INFORMATION GIVEN Block Start

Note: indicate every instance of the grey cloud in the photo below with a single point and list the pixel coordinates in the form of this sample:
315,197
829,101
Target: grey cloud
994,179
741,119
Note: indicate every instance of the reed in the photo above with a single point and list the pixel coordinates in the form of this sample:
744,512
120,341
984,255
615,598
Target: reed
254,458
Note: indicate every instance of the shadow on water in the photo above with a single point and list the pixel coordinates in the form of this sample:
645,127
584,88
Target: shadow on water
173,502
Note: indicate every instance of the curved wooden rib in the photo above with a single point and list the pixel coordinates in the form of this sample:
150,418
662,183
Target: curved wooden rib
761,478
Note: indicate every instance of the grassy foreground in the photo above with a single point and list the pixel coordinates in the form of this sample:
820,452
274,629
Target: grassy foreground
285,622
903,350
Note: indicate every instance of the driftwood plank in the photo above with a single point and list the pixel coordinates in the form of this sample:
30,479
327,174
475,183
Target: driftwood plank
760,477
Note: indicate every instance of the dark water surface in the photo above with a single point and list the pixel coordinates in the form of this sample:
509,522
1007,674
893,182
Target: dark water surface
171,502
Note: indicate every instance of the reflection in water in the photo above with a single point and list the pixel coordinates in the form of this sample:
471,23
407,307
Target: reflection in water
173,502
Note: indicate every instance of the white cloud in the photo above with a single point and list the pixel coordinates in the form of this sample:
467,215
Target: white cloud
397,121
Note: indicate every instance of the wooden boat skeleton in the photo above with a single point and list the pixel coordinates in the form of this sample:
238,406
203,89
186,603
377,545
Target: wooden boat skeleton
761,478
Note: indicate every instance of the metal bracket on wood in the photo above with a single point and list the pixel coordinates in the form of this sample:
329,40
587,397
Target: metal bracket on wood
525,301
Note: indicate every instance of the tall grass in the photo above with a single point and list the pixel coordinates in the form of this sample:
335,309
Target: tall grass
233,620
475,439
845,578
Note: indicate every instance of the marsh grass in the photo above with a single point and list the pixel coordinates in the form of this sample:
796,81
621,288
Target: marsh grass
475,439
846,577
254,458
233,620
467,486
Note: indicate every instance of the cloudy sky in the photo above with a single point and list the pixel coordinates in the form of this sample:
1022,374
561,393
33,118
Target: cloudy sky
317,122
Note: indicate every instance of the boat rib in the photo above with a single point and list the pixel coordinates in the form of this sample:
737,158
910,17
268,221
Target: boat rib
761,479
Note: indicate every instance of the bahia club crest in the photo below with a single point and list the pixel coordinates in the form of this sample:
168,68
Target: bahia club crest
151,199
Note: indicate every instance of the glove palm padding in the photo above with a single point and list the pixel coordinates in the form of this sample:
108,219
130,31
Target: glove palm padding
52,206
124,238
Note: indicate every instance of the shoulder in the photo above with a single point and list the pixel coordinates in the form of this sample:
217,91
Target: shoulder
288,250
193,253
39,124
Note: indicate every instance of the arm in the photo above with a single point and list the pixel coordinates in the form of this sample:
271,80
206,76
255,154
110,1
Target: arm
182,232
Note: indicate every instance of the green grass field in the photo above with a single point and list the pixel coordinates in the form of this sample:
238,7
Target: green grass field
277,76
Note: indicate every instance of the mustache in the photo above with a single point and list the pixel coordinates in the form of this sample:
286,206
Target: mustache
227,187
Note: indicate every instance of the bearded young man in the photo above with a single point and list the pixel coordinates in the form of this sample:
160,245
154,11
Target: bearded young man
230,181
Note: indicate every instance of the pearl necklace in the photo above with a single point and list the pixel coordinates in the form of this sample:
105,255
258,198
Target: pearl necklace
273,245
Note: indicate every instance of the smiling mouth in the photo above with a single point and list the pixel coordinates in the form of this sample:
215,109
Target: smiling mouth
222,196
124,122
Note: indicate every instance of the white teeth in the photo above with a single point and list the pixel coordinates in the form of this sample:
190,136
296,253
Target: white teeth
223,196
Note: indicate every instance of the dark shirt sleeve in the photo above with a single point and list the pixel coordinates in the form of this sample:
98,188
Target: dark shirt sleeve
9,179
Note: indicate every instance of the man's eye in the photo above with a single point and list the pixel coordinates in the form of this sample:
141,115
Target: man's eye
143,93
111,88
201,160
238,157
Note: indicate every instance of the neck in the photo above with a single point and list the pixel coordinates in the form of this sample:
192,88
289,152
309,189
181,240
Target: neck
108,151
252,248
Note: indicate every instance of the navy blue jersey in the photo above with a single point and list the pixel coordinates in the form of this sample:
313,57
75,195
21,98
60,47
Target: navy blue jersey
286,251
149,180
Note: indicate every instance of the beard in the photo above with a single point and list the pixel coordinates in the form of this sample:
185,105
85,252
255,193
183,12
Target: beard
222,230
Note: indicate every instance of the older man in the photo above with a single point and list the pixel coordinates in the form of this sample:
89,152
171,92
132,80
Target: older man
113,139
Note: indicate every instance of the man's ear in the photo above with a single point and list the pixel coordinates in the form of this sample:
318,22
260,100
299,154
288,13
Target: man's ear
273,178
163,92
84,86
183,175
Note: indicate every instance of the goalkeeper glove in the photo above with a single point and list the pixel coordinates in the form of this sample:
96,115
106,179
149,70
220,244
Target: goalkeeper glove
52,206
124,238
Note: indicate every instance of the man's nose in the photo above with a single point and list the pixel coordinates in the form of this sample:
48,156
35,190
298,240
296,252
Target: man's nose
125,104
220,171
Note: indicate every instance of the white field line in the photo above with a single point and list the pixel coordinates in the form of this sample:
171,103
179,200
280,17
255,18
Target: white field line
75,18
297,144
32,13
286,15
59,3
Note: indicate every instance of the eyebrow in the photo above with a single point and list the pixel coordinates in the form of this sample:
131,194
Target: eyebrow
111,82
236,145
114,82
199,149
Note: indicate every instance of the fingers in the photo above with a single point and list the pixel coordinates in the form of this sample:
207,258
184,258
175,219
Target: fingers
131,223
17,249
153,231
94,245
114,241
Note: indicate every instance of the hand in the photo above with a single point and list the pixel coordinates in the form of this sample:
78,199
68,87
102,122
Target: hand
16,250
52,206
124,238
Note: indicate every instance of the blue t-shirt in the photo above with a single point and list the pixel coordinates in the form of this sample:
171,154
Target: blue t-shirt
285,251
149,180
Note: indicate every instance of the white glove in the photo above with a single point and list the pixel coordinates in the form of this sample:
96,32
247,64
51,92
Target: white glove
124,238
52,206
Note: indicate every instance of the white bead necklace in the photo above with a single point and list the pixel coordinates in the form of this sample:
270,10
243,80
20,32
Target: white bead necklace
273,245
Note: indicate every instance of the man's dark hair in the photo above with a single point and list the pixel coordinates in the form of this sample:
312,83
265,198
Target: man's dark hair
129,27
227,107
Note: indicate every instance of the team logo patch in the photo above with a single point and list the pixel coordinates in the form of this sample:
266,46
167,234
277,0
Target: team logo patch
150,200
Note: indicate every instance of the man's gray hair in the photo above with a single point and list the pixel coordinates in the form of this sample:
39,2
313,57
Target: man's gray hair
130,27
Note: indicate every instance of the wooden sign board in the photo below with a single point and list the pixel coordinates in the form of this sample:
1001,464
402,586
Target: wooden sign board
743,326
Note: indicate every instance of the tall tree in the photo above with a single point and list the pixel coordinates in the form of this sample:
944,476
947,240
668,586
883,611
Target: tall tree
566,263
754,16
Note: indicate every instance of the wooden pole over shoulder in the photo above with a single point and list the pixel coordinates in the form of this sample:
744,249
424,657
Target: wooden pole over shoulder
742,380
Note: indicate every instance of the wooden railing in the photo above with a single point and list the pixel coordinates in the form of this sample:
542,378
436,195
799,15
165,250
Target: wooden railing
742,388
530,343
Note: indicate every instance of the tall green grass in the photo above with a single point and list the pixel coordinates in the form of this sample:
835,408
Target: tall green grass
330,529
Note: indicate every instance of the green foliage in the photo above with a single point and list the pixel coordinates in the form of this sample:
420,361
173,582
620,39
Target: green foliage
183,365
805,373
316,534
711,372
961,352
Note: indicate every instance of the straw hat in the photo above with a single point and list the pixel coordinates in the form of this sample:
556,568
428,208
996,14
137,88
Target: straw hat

INFORMATION GIVEN Block End

Every line in the data that holds "below" should be copied out.

Note: indicate every instance of the grey cloud in the photo below with a single point and list the pixel coordinates in the form of this sample:
Note: indicate every instance of the bahia club crest in the photo below with a single point and list the pixel coordinates in the form of this sample:
Note: indicate every instance of the wooden sign board in the photo below with a single point and list the pixel coordinates in the form of this sample:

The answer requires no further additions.